◆ **PROBLEM REQUIREMENTS**
Print every line of the records below exactly as it reads.

Stored data entries:

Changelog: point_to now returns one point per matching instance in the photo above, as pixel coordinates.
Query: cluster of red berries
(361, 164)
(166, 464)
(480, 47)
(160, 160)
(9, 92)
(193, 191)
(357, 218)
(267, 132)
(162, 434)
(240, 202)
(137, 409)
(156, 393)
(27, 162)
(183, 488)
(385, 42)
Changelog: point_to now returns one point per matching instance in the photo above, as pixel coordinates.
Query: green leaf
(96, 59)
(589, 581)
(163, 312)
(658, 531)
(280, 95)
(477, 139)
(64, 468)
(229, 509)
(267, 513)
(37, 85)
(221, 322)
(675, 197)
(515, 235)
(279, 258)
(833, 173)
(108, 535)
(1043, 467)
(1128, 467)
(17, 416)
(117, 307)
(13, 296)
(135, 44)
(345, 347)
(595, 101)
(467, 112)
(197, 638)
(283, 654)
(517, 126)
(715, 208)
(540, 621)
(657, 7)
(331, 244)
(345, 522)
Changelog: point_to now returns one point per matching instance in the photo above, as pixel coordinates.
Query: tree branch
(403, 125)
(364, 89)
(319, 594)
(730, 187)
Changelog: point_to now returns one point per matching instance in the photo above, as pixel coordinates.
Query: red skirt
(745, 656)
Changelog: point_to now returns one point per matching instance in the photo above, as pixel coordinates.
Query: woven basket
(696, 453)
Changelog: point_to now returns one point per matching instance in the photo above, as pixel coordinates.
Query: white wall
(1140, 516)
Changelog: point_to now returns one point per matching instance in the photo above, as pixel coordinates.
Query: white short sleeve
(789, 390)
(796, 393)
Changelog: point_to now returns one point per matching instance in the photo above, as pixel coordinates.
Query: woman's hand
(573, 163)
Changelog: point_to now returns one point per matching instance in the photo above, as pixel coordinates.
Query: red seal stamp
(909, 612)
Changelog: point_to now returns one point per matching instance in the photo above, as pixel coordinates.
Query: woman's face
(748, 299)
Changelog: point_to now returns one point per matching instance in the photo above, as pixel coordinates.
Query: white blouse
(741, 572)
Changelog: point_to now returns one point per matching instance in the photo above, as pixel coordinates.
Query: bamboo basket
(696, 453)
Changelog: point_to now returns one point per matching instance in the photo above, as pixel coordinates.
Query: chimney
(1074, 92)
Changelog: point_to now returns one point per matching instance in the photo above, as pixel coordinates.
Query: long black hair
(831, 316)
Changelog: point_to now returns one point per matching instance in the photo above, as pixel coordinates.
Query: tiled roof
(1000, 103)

◆ **RESPONSE FOR THIS EXERCISE**
Changelog: point_to now returns one point per matching instance in the photo above, as pixel coordinates.
Query: cluster of red berries
(361, 164)
(166, 464)
(480, 47)
(160, 160)
(9, 92)
(193, 191)
(357, 218)
(267, 132)
(162, 434)
(240, 202)
(137, 409)
(156, 393)
(27, 162)
(183, 488)
(385, 42)
Changelog: point_to now returns one point per matching instance in the photo above, as pixel coordinates.
Query: green leaf
(96, 59)
(589, 581)
(163, 312)
(658, 531)
(280, 95)
(477, 139)
(64, 468)
(229, 509)
(267, 513)
(37, 85)
(221, 322)
(675, 197)
(515, 235)
(279, 258)
(833, 173)
(108, 535)
(1043, 467)
(1128, 467)
(17, 416)
(117, 307)
(13, 296)
(135, 44)
(345, 347)
(595, 101)
(467, 112)
(197, 638)
(283, 654)
(517, 126)
(715, 208)
(540, 621)
(657, 7)
(331, 244)
(345, 522)
Changelog: point_to now returns one point per matching instance in the photo above, as pixel coordinates.
Query: tree branch
(403, 125)
(364, 89)
(319, 594)
(730, 187)
Changelog: point_to now returns one point per matching instance in the photo above, as pixel coordinates.
Query: red skirt
(745, 656)
Changelog: point_to now returns one point per matching instance in the photo above, as pixel coordinates.
Query: woven basket
(696, 453)
Changelog: point_to now returns one point per matching instance in the photo above, as pixel coordinates.
Query: white wall
(1140, 516)
Changelog: point_to now returns one point per matching instance in the photo above, as pixel coordinates.
Query: white short sleeve
(789, 390)
(796, 393)
Changelog: point_to now returns one point per matching instance in the photo above, as pixel coordinates.
Query: woman's hand
(573, 163)
Changelog: point_to now returns one point per matching instance in the photo above, as pixel coordinates.
Query: red seal stamp
(909, 612)
Changelog: point_to now returns one point per matching instance in the photo above, as pixel coordinates.
Query: woman's face
(748, 299)
Changelog: point_to now returns one point per matching instance in the photo above, as pixel coordinates.
Query: white blouse
(741, 572)
Changelog: point_to now returns one point per matching instance in the photo above, as pixel coordinates.
Query: bamboo basket
(696, 453)
Changelog: point_to now returns one point per matching instance in the photo above, as pixel coordinates.
Query: chimney
(1074, 92)
Changelog: point_to now returns one point per matching instance in the photo above, as pixel coordinates.
Query: long black hair
(831, 316)
Changelog: point_to now returns one point per matching instance in the photo above, as pixel coordinates.
Query: tiled roof
(1000, 103)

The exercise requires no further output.